#### TEXT SHOWN
# Looking up



## parish (Jun 29, 2006)

One of my favourite type of photograph is looking up at tall structures - especially against a deep blue sky so, here's some of the favourites that i've taken.

1. Radio mast, Pepperbox Hill, nr. Salisbury. Wilts. Not as good as I would have liked as I couldn't get close enough to the base of it









2. Maud Heath Monument, Bremhill, nr. Calne, Wilts.









3. Maud Heath Monument from a different angle.









4. Monument on The Ride, Savernake Forest, Wilts.









5. Crofton Pumping Station on the Kennet & Avon Canal, nr. Burbage, Wilts. Too much cloud really though.









6. Bremhill Parish Church, nr. Calne, Wilts.









7. Wharf crane, Brassknocker Basin on the K & A Canal, nr. Bath









8. Village church, Tråvad, Sweden









9. Wilton Windmill, nr. Burbage, Wilts









10. Another of Wilton Windmill, nr. Burbage, Wilts. I intend to get this one, and the previous one, printed on canvas to hang on my wall.


----------



## NickTB (Feb 4, 2007)

Nice pics. Liking number 9 particularly


----------



## joe_0_1 (Apr 7, 2007)

NickTB said:


> Nice pics. Liking number 9 particularly


+1 :thumb:


----------



## Mike V (Apr 7, 2007)

Not too bad matey, ever thought of making a series of these? i.e. all 10 at an appropriate size in a line... Or if you have 50+ images, select the best 10 or so and make something with them.

Have a look at Bernd and Hilla Becher's work...



















:thumb:


----------



## caledonia (Sep 13, 2008)

Total different and brings a hole new prospective to the shots.
Very nice. :thumb:


----------



## Dave KG (Feb 23, 2006)

Cool pictures, liking the composition of the pictures with that viewing angle


----------



## G900GTI (May 20, 2007)

NickTB said:


> Nice pics. Liking number 9 particularly


+2 :thumb:


----------



## G900GTI (May 20, 2007)

I just checked the exif data and I'm :speechles

Was expecting a DSLR not a point and click, 
very nice pictures Parish :thumb:


----------



## parish (Jun 29, 2006)

G900GTI said:


> I just checked the exif data and I'm :speechles
> 
> Was expecting a DSLR not a point and click,
> very nice pictures Parish :thumb:


Thanks - yes, they were all taken with my trusty Canon Powershot A70, which my daughter is now getting good use of. Think I took something over 6,000 photos with it altogether.
########
_SET PROBLEM A:_ For each statement, decide whether it agrees with the thread above, and answer yes or no with the deciding words of the thread quoted exactly. (i) The photographer got as close to the base of the radio mast as intended. (ii) The photographer plans to have the two Wilton Windmill shots printed on canvas. (iii) The photos were taken with a Canon Powershot A70.
#### DATASET ENTRIES
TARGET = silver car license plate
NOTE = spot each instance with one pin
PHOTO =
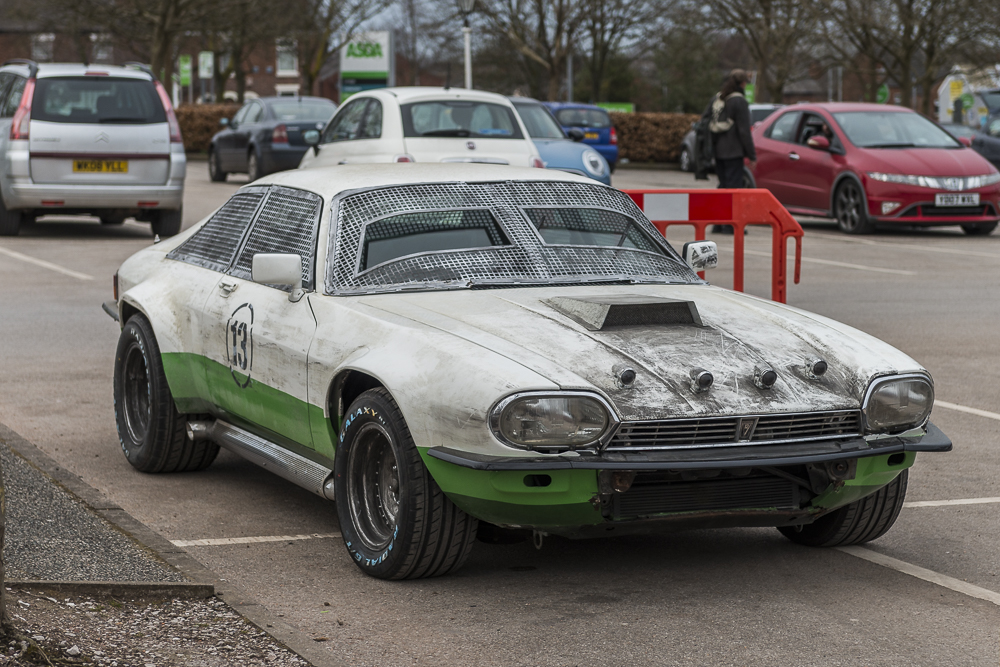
(970, 199)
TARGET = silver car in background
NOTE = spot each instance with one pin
(88, 140)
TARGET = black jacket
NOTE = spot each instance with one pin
(736, 142)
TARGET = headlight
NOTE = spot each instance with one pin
(594, 163)
(898, 403)
(559, 421)
(936, 182)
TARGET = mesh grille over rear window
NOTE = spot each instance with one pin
(214, 245)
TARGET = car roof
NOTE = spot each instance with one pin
(331, 181)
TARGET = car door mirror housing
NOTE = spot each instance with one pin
(278, 269)
(701, 255)
(819, 142)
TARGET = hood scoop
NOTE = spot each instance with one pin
(598, 313)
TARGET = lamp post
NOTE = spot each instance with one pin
(466, 7)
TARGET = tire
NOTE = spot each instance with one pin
(980, 229)
(396, 521)
(253, 167)
(850, 208)
(685, 160)
(10, 221)
(151, 431)
(859, 522)
(167, 222)
(215, 172)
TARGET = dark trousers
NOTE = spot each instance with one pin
(730, 172)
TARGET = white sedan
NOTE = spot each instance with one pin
(458, 350)
(418, 124)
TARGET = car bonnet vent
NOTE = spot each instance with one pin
(597, 313)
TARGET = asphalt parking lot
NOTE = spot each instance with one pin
(927, 593)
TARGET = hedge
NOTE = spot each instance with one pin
(199, 122)
(651, 136)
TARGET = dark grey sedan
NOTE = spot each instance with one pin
(265, 136)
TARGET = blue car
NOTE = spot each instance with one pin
(557, 150)
(594, 122)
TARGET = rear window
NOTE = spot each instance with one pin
(596, 118)
(318, 111)
(429, 231)
(97, 99)
(458, 118)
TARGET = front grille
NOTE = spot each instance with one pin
(734, 431)
(650, 495)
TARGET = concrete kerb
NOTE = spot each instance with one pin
(205, 582)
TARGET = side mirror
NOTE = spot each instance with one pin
(700, 255)
(278, 269)
(819, 142)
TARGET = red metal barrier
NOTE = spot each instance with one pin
(739, 208)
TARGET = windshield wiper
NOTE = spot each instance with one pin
(447, 133)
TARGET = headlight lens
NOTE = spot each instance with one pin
(594, 163)
(539, 422)
(897, 404)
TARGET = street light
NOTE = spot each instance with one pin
(466, 7)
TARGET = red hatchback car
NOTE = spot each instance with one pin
(872, 164)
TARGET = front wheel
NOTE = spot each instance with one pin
(850, 208)
(396, 521)
(856, 523)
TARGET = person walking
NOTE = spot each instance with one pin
(728, 118)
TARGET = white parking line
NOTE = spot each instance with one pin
(930, 576)
(46, 265)
(971, 411)
(845, 265)
(944, 503)
(222, 541)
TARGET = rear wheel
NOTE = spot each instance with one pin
(850, 208)
(152, 432)
(981, 229)
(396, 521)
(859, 522)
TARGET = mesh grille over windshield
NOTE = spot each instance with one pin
(527, 260)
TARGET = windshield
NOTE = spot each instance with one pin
(458, 118)
(97, 99)
(539, 122)
(595, 118)
(303, 110)
(893, 129)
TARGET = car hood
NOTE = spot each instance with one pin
(737, 333)
(926, 161)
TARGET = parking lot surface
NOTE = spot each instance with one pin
(927, 593)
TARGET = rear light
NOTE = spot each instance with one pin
(22, 117)
(175, 127)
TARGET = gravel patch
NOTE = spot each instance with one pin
(54, 537)
(136, 633)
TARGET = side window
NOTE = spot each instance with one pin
(347, 123)
(288, 223)
(13, 98)
(784, 128)
(372, 128)
(215, 244)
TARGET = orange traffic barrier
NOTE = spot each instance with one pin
(739, 208)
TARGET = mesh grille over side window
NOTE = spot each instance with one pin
(214, 245)
(288, 223)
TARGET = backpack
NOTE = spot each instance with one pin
(719, 121)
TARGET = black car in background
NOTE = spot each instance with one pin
(265, 136)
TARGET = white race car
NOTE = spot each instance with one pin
(452, 349)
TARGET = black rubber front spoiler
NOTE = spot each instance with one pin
(724, 457)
########
_SET PROBLEM B:_ Select every line of the rows that contains the word "wheel" and copy each one.

_TASK SOLUTION A:_
(i) No: "Not as good as I would have liked as I couldn't get close enough to the base of it"
(ii) Yes: "I intend to get this one, and the previous one, printed on canvas to hang on my wall."
(iii) Yes: "they were all taken with my trusty Canon Powershot A70"

_TASK SOLUTION B:_
TARGET = front wheel
TARGET = rear wheel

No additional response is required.